▶ RECORDS FOR THIS TASK
╔══

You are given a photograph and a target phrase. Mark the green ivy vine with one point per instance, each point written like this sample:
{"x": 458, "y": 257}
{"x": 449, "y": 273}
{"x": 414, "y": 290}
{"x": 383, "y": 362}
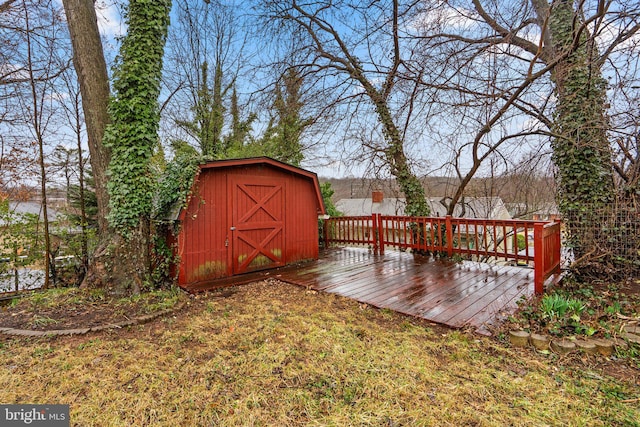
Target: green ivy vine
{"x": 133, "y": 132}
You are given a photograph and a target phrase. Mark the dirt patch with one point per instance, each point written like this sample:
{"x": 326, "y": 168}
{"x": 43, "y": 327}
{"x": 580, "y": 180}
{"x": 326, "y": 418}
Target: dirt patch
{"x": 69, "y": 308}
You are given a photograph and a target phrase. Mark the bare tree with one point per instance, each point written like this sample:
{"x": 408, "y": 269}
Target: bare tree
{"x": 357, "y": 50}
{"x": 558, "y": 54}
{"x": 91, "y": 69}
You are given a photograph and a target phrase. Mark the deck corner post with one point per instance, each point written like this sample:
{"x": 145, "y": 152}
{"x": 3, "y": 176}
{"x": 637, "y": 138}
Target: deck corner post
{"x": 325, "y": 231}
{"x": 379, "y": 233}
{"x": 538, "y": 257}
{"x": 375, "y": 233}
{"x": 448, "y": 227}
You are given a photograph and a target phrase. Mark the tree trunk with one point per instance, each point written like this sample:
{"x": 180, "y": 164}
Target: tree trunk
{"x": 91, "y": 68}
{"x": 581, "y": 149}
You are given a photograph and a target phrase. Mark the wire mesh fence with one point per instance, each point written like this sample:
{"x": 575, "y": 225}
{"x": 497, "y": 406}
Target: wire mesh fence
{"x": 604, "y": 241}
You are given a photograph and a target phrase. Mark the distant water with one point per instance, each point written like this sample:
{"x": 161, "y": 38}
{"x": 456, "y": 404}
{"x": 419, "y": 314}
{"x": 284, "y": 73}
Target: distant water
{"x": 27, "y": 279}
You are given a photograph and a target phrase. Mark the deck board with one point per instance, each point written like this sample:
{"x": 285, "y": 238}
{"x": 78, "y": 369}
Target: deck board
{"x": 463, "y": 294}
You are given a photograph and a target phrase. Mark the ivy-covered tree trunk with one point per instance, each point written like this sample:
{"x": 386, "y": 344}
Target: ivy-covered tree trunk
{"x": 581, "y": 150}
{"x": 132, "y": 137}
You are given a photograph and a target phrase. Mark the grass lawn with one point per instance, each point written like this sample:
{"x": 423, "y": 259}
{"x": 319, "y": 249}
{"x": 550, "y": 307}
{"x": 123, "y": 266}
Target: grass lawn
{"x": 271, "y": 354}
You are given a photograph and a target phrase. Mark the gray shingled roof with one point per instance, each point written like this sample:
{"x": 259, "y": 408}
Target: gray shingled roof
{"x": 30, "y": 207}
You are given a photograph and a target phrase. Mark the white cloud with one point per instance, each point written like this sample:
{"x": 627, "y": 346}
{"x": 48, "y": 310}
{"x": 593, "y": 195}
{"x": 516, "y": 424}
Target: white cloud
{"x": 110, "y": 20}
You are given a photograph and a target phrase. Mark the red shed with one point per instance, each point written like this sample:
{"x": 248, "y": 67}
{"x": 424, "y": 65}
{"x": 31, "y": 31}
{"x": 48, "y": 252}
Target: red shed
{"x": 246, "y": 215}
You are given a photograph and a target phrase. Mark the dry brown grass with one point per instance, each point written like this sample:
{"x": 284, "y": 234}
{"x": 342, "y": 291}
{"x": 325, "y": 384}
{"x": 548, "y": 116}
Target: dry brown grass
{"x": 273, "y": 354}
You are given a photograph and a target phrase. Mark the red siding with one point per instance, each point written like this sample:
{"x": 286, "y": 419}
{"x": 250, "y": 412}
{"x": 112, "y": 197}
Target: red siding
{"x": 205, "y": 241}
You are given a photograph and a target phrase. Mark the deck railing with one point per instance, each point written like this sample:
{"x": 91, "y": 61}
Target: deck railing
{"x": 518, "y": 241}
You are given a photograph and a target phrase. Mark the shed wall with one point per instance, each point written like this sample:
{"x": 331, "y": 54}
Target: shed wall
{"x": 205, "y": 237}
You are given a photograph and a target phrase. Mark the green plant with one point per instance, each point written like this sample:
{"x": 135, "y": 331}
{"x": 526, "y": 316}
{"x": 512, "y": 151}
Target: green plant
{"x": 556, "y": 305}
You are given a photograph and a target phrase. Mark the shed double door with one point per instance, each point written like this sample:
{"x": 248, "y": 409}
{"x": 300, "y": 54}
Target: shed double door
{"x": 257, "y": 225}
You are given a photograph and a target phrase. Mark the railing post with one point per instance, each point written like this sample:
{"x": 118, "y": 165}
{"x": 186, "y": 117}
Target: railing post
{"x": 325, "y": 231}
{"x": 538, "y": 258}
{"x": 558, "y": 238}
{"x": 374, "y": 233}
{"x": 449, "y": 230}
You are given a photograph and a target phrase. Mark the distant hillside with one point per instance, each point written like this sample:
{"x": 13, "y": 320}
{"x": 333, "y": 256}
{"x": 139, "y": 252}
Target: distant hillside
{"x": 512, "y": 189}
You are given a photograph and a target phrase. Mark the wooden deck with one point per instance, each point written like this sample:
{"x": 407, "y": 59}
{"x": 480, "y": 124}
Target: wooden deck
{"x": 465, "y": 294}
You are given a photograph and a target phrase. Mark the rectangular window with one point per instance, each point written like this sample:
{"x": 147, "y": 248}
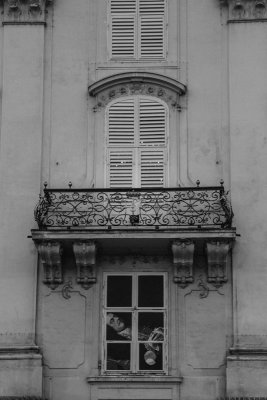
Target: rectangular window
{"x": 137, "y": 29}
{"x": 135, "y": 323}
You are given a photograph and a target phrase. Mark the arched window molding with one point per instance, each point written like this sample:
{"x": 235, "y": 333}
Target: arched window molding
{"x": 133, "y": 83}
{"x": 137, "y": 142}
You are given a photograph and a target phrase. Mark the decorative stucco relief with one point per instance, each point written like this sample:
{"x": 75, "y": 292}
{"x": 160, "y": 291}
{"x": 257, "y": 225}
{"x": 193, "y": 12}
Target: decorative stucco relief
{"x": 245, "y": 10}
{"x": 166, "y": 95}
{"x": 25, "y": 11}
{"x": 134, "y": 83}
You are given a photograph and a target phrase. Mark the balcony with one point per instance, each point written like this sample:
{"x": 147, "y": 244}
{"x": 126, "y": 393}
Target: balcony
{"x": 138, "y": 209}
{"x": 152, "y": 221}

╚══

▶ WRITTEN INSTRUCTION
Pictures are excluded; copy all other data exactly as shown.

▶ TASK RESULT
You are given a photograph and a target phrase. Mark the green ivy vine with one point per instance, each point written like this sample:
{"x": 458, "y": 257}
{"x": 449, "y": 273}
{"x": 414, "y": 290}
{"x": 383, "y": 362}
Target: green ivy vine
{"x": 133, "y": 132}
You are given a photograph and a target phrase. Mark the dirt patch with one point per instance, each point written like this sample:
{"x": 326, "y": 168}
{"x": 43, "y": 327}
{"x": 580, "y": 180}
{"x": 326, "y": 418}
Target: dirt patch
{"x": 69, "y": 308}
You are given a photograph and a target phrase. Mark the bare tree with one point per instance, each point written like this sample:
{"x": 408, "y": 269}
Target: bare tree
{"x": 357, "y": 50}
{"x": 558, "y": 54}
{"x": 91, "y": 69}
You are given a photograph and a target phrase. Mark the deck corner post with one point per instance, each point written like this sample:
{"x": 145, "y": 152}
{"x": 3, "y": 176}
{"x": 637, "y": 138}
Target: deck corner post
{"x": 325, "y": 231}
{"x": 379, "y": 233}
{"x": 538, "y": 257}
{"x": 375, "y": 233}
{"x": 448, "y": 227}
You are given a photograph and a target phrase. Mark the tree trunk with one point per instance, each point written like this sample:
{"x": 180, "y": 164}
Target: tree trunk
{"x": 91, "y": 68}
{"x": 581, "y": 149}
You are given a photograph and a target phrase. Mark the wire mesh fence with one point per instance, each point written like this sample:
{"x": 575, "y": 225}
{"x": 497, "y": 406}
Target: wire mesh fence
{"x": 604, "y": 241}
You are given a photograph and a target phrase. Mark the distant water with one point per instance, each point written like this sample:
{"x": 161, "y": 38}
{"x": 456, "y": 404}
{"x": 419, "y": 314}
{"x": 284, "y": 73}
Target: distant water
{"x": 27, "y": 279}
You are given a photograph and a target phrase. Mark the deck board with one point per instance, each point written like this sample:
{"x": 285, "y": 238}
{"x": 78, "y": 369}
Target: deck board
{"x": 463, "y": 294}
You are given a photograph and a target phrase. Mark the ivy-covered tree trunk with one point per instance, each point written like this sample:
{"x": 386, "y": 344}
Target: ivy-covered tree trunk
{"x": 581, "y": 150}
{"x": 132, "y": 137}
You are given a photograph and a target phrase. Mark the grass lawn with one point per instance, each point written like this sample:
{"x": 423, "y": 259}
{"x": 319, "y": 249}
{"x": 550, "y": 307}
{"x": 123, "y": 266}
Target: grass lawn
{"x": 271, "y": 354}
You are given a photograph and a target phrase. Mark the gray shingled roof with one point per instance, each point written like this sample:
{"x": 259, "y": 408}
Target: gray shingled roof
{"x": 30, "y": 207}
You are given a photograph and a target phrase. Mark the white cloud with one point per instance, each point written like this sample:
{"x": 627, "y": 346}
{"x": 48, "y": 310}
{"x": 593, "y": 195}
{"x": 516, "y": 424}
Target: white cloud
{"x": 110, "y": 20}
You are given a photograph and a target phrase. Mark the red shed with one point per instance, each point written like this sample:
{"x": 248, "y": 67}
{"x": 424, "y": 65}
{"x": 31, "y": 31}
{"x": 48, "y": 252}
Target: red shed
{"x": 246, "y": 215}
You are given a photograph and a target phrase. Mark the dry brown grass with one point per instance, each point written like this sample:
{"x": 284, "y": 234}
{"x": 342, "y": 291}
{"x": 325, "y": 384}
{"x": 548, "y": 116}
Target: dry brown grass
{"x": 273, "y": 354}
You are given a photograph and a target phrase. Mark the red siding with one point per instance, each point written like this sample:
{"x": 286, "y": 419}
{"x": 250, "y": 412}
{"x": 112, "y": 197}
Target: red siding
{"x": 205, "y": 241}
You are given a photograph and a target phrase. Mark the deck railing with one point per instance, each point written like this sample:
{"x": 91, "y": 61}
Target: deck railing
{"x": 518, "y": 241}
You are given a photograph and a target phrase. Mark the shed wall with one point per instance, each point written like this sample:
{"x": 331, "y": 54}
Target: shed wall
{"x": 205, "y": 237}
You are given a photograph and a target phrase. Mark the green plant with one point per instance, each point written like this sample:
{"x": 135, "y": 331}
{"x": 526, "y": 316}
{"x": 512, "y": 151}
Target: green plant
{"x": 556, "y": 305}
You are given a photograph and a target phrase. Mark the shed double door with one point per instance, each point written like this sample:
{"x": 248, "y": 409}
{"x": 300, "y": 54}
Target: shed double door
{"x": 257, "y": 225}
You are given a photograph and a target phrase. Mark the railing post with one point per instance, each point written like this sample:
{"x": 118, "y": 165}
{"x": 186, "y": 117}
Target: railing post
{"x": 325, "y": 231}
{"x": 538, "y": 258}
{"x": 558, "y": 238}
{"x": 374, "y": 233}
{"x": 449, "y": 230}
You are given a photograph and a target phrase. Mark the distant hillside with one point per instance, each point written like this sample:
{"x": 13, "y": 320}
{"x": 333, "y": 256}
{"x": 139, "y": 252}
Target: distant hillside
{"x": 512, "y": 189}
You are given a photograph and a target phrase. Mark the wooden deck with one point per instance, each point written like this sample:
{"x": 407, "y": 59}
{"x": 480, "y": 124}
Target: wooden deck
{"x": 465, "y": 294}
You are given a photograph and a target phrase. Mark the rectangular window with one point per instance, each point written like this sample:
{"x": 147, "y": 248}
Target: rectangular window
{"x": 137, "y": 29}
{"x": 135, "y": 323}
You are given a photograph and a target phrase. Mark the arched window molding with one point per instance, each point written like this sample:
{"x": 235, "y": 333}
Target: arched window molding
{"x": 133, "y": 83}
{"x": 137, "y": 142}
You are given a photograph and a target phrase. Mark the decorative stucco relief with one point per instance, each point written like this sample:
{"x": 75, "y": 292}
{"x": 160, "y": 291}
{"x": 257, "y": 225}
{"x": 193, "y": 12}
Target: decorative stucco relief
{"x": 245, "y": 10}
{"x": 166, "y": 95}
{"x": 25, "y": 11}
{"x": 134, "y": 83}
You are given a photograph and a target phrase. Mark the balcony with one point per instance, each point written like this sample:
{"x": 147, "y": 244}
{"x": 126, "y": 393}
Target: balcony
{"x": 138, "y": 209}
{"x": 152, "y": 221}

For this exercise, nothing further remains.